■ **The task**
Pictures do not belong in the copy; retype the records below exactly.

>>>

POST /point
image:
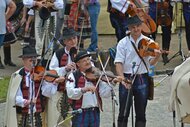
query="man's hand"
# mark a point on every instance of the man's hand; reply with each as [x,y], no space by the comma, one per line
[157,53]
[70,66]
[40,4]
[49,4]
[118,79]
[88,89]
[59,80]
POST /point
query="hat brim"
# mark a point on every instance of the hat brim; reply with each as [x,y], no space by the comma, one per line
[31,55]
[137,23]
[81,57]
[68,37]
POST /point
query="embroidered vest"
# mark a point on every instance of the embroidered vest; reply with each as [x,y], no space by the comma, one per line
[63,60]
[76,104]
[41,100]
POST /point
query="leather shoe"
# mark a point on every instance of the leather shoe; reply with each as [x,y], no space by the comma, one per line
[1,66]
[10,63]
[165,58]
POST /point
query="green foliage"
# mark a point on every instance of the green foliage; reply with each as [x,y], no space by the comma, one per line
[4,83]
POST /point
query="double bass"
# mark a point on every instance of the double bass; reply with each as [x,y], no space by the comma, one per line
[163,18]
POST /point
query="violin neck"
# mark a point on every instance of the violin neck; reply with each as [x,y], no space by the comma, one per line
[51,75]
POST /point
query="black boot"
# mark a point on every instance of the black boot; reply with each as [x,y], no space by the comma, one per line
[165,58]
[121,124]
[7,56]
[1,65]
[140,124]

<<<

■ **Solution to this task**
POST /point
image:
query="man's hand"
# mark a point on every instance of the man's hand; reply with each as [x,y], no space by the comma, one per line
[157,53]
[70,66]
[40,4]
[49,4]
[118,79]
[88,89]
[59,80]
POST /point
query="hat brim"
# mark a point on every instance of the hat brim; reply with each as [x,y], no space by the comma, one per line
[31,55]
[137,23]
[81,57]
[68,37]
POST /point
query="embroidered vest"
# mark a point on every instance of the embroidered vest; reply with each as [x,y], no space by the comma, one per line
[63,60]
[76,104]
[41,100]
POST /point
query="leather shoe"
# mark a point on every instance of the leather shoe; reply with each as [x,y], no space by the comma, one per line
[1,66]
[10,63]
[165,58]
POST /point
query="green foliage"
# mark a point on every instance of the green foliage; reply with each as [x,y], no space by the comma, one per line
[4,83]
POST /point
query="double bass"
# mark a point on every instance of the double bass; reply with each as [x,y], no space by the comma, one per line
[163,18]
POST /point
query="violin neck"
# mark a point on every instance of the violin neck; reply with each as [x,y], no space by the comma, one per line
[51,75]
POST /point
query="black boot"
# mark a point on every instance of the black boot; reply with each as [x,y], no space by the comma, one per line
[165,58]
[121,124]
[7,56]
[1,65]
[140,124]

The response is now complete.